=== PROVIDED MATERIAL ===

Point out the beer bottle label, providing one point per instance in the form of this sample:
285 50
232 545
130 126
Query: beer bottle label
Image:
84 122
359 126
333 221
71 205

===

### DIRECTIONS FOR THIS TASK
Check each line of the data for "bottle". Copy the lines where it turns up.

### EXERCISE RESULT
Point out the beer bottle label, providing one point per instance in the form of this sample:
Query: beer bottle label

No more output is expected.